• _Do this_:
Print the entries below word for word, beginning with their first line and stopping after the line that contains "Your masks, if". Leave the pictures out.

• _Data to process_:
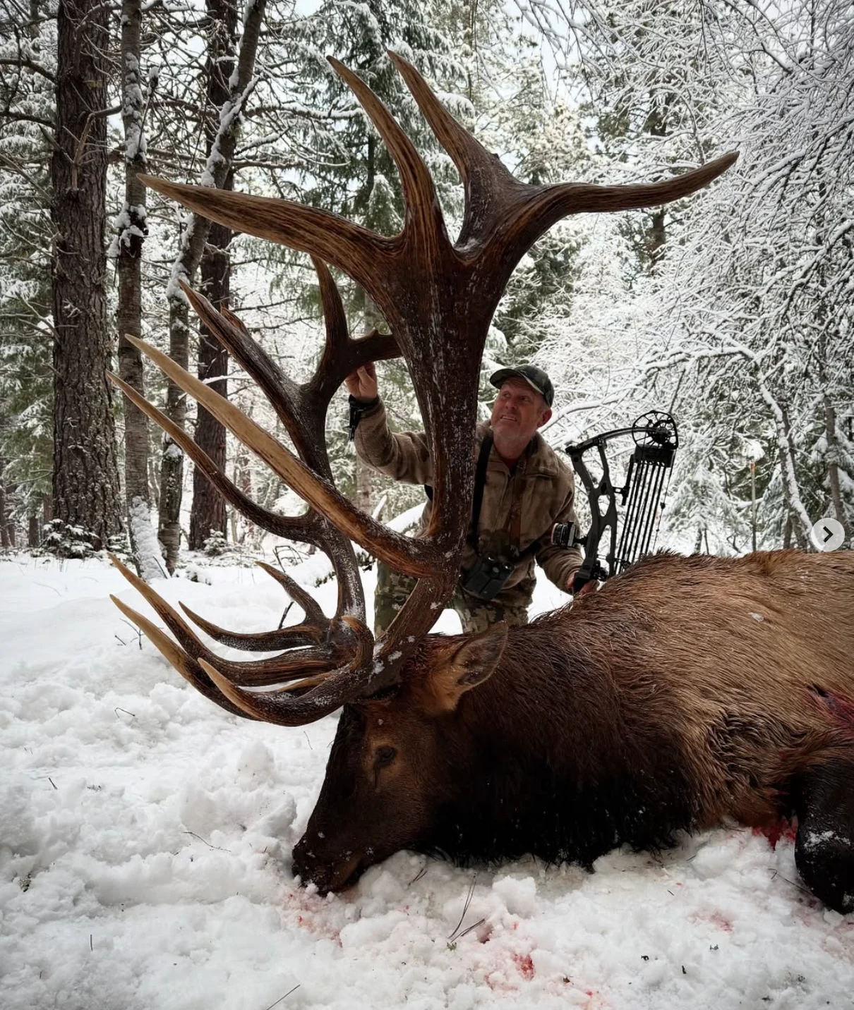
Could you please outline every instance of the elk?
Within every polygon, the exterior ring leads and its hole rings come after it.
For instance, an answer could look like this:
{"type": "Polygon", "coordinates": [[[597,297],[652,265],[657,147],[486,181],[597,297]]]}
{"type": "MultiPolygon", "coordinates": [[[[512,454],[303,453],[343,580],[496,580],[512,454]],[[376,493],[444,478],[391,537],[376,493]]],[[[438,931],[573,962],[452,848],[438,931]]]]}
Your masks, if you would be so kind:
{"type": "Polygon", "coordinates": [[[398,235],[287,201],[145,180],[235,231],[313,259],[326,335],[317,370],[302,385],[232,313],[184,289],[258,382],[295,452],[168,357],[133,340],[279,474],[308,511],[286,517],[260,507],[112,377],[253,522],[325,551],[338,579],[336,614],[326,617],[303,588],[267,566],[303,610],[301,623],[243,634],[183,607],[214,641],[276,652],[236,662],[214,654],[124,568],[174,638],[114,602],[182,676],[235,715],[297,726],[342,708],[316,808],[293,852],[294,872],[322,893],[348,887],[400,848],[460,863],[533,852],[590,866],[614,845],[660,848],[676,831],[725,816],[761,827],[796,813],[803,879],[831,907],[851,910],[850,552],[659,554],[526,627],[429,633],[459,577],[481,355],[513,268],[561,217],[681,199],[736,156],[645,185],[525,185],[451,117],[413,67],[390,57],[462,178],[465,213],[456,242],[418,153],[370,89],[335,61],[397,165],[405,200],[398,235]],[[351,337],[327,264],[365,289],[390,333],[351,337]],[[323,435],[345,376],[398,356],[412,379],[434,464],[433,512],[416,538],[382,526],[338,491],[323,435]],[[352,541],[418,579],[376,640],[365,624],[352,541]]]}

• _Answer for the task_:
Could you please outline every instance of the elk?
Within every polygon, the exterior ring leads and its hole rings come after it.
For instance, an answer could look like this:
{"type": "Polygon", "coordinates": [[[597,297],[652,265],[657,147],[486,181],[597,297]]]}
{"type": "MultiPolygon", "coordinates": [[[[512,454],[303,453],[343,580],[496,580],[512,454]],[[376,493],[444,478],[391,537],[376,493]]],[[[438,931],[573,962],[452,848],[438,931]]]]}
Your masks, if you would be so kind:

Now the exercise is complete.